• [Task instructions] Retype all of the lines below with no changes.

• [Raw data]

§ §

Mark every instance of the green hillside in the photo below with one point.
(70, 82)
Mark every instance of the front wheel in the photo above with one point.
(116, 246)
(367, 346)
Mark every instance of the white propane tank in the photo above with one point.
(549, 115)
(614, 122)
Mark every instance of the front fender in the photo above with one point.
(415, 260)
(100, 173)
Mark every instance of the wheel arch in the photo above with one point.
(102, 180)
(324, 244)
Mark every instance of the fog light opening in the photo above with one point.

§ §

• [Result below]
Mark every instance of the green hillside in the photo below with one point.
(70, 82)
Mark every instance of the front wheel in the photo above with one point.
(116, 246)
(367, 346)
Mark every instance of the white propane tank in the photo above with one point.
(549, 115)
(614, 122)
Mark every instance of the front fender in the photo above with one point.
(415, 260)
(100, 173)
Mark every instance of the wheel arch in the photo above with one point.
(102, 180)
(324, 244)
Mark every instance of the fog light opening in the photo above with one point.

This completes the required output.